-------- Quoted text
7) the discussion about 'putting most of netscape's commerce server into
nt' was actually about the communications server, the low-end box that
netscape sells. the commerce server starts at $5k and up.
8) nobody in the room was at Barksdale's level, he is very very
impressive, I suspect he could have sent us home thinking netscape
buying msft was an appropriate deal.
imo, the best we can do now is avoid turning netscape into novell. we
will compete on just about every technology. they will do so with
partnerships (sun/java, adobe/acrobat, etc). we will do so with our
platforms. the two areas where we can cooperate and both win today are
STT and DocObject. they have started their own ecommerce development. if
we don't close a deal on just that piece within, say 6 more weeks, it's
dead.
with DocObject, we can lock them deeply into OLE for some time, while
forcing them to ship a richer browser on Windows than on the mac. O'Hare
has already done this to them, judging from the browser they shipped
tues: each time they decide to ship something on windows (better yet,
windows 95) and not on a mac, we lessen their cross-platform strengths.
----------------
-------- Data section
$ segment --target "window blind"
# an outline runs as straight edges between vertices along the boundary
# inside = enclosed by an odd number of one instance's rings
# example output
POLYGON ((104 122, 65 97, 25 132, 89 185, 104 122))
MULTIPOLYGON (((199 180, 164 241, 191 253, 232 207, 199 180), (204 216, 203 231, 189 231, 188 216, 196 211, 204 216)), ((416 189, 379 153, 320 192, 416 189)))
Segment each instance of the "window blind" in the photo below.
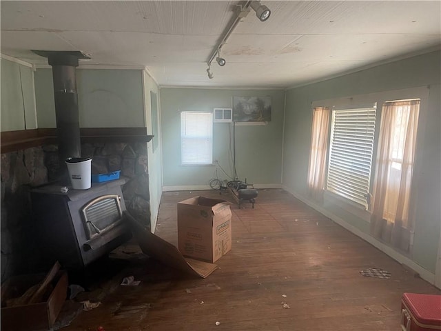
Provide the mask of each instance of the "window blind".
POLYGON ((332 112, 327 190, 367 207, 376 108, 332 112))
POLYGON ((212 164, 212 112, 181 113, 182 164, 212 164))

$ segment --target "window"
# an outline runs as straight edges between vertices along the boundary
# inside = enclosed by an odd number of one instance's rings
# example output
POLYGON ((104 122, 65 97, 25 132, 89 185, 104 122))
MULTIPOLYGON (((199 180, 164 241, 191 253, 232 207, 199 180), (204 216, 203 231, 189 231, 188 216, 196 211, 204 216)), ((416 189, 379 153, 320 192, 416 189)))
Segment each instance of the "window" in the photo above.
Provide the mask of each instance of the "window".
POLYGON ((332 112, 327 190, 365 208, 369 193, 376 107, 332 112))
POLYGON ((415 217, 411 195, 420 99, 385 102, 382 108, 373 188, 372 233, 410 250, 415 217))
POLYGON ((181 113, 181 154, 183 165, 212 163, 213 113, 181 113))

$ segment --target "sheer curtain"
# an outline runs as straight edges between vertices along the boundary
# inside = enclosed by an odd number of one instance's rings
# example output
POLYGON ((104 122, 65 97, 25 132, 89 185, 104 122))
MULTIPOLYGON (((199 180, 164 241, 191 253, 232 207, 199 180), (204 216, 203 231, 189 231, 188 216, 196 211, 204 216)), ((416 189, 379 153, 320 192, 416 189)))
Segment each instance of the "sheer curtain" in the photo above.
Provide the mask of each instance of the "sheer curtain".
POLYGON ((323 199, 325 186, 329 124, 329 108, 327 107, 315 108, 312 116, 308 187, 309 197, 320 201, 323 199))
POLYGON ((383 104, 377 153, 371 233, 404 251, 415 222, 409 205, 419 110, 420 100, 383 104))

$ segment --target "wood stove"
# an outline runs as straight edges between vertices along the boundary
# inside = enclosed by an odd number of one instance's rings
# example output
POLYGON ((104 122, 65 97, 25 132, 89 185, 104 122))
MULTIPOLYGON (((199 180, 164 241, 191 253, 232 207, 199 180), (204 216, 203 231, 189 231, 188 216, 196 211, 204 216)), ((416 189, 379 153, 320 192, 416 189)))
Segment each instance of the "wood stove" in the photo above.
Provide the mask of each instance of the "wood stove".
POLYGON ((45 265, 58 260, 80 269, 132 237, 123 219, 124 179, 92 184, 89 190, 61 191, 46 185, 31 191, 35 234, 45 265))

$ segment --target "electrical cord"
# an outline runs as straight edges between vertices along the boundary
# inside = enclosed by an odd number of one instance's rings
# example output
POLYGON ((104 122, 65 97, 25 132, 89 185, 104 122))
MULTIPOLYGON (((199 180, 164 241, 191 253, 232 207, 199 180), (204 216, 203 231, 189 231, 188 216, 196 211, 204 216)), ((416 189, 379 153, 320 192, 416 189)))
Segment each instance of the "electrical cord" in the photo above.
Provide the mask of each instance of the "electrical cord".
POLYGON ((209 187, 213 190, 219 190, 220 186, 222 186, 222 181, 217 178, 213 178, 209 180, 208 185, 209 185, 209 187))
----------------
(What to do):
In the notes on Netscape, which two areas does the writer name as ones where both sides can cooperate and win today? None of these items are needed.

(Solution to this task):
STT and DocObject.